_Questions on the material_.
- a) In the article about judging the ProStart restaurant competition, copy the passage from "Like management teams" to "culture, or approach." word for word.
- b) According to the article about judging the ProStart restaurant competition, where was the 2012 Dallas Regional event held?
- c) Write the next part of the article about judging the ProStart restaurant competition, picking up after its final sentence.

[Text block]

The best management teams are balanced, cover each other’s blind spots and use their time wisely to make outstanding decisions.
On February 7, I volunteered along with a group of restaurant industry professionals to staff and judge the 2012 Dallas Regional Texas ProStart Restaurant Competition. The event was sponsored by the Greater Dallas Restaurant Association and Texas Restaurant Association Education Foundation at the Arlington Convention Center. High school culinary and restaurant management teams competed to go to the state finals, in pursuit of a berth at the National Pro Start Invitational in Baltimore this spring.
My team of four judges was responsible for evaluating the management teams’ critical thinking ability, posing business challenges to them and grading their responses. Other judges reviewed their fictional business plans, presentations, and menus.
Like management teams in any business, these teams took on a personality of their own, which I reviewed in the later feedback sessions. One team was “smart, fast, action,” others were ”thoughtful and reflective,” “personality and hospitality,” and “concept and detail.” It was interesting to see how groups of students came together through friendship, common interests, or the leadership of their educators to create their own vibe, culture, or approach.
The best companies combine people with different perspectives into teams in order to cover their blind spots. Likewise, I really wanted to blend the “thoughtful and reflective” teens with their “personality and hospitality” counterparts to build an unbeatable group. But since the contestants were sorted by high school, that was not going to happen.

[/Text block]
[Extracted data]

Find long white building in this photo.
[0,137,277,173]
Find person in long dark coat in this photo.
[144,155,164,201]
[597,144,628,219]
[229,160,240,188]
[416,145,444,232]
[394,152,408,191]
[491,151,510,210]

[/Extracted data]

_Response list_.
- a)
Like management teams in any business, these teams took on a personality of their own, which I reviewed in the later feedback sessions. One team was “smart, fast, action,” others were ”thoughtful and reflective,” “personality and hospitality,” and “concept and detail.” It was interesting to see how groups of students came together through friendship, common interests, or the leadership of their educators to create their own vibe, culture, or approach.

- b) At the Arlington Convention Center.

- c)
The teams also reminded me of the value of taking all the time available to make a decision. Each team had 20 minutes to craft their responses to the four critical-thinking questions that we posed. The answers that came back in five or ten minutes were good, but all the teams could have profited by taking the full 20-minute time allotment. It is true that great organizations act quickly in response to challenges. But companies that act prematurely instead of using breathing room to craft the best response, do so at their peril. Just like a high schooler.
ProStart is a two-year high school curriculum designed by the National Restaurant Association (NRA) to develop talent for the future of an industry that is hungry for it. By exposing teens to the many different careers the industry has to offer, it is both a “feel-good” and a “do-good” program for the NRA. It doesn’t hurt that this program is being promoted at a time when chefs are treated like full-blown rock stars on reality television. I saw more than one high schooler proudly sporting a chef’s hat around the floor of the convention center at the regional competition.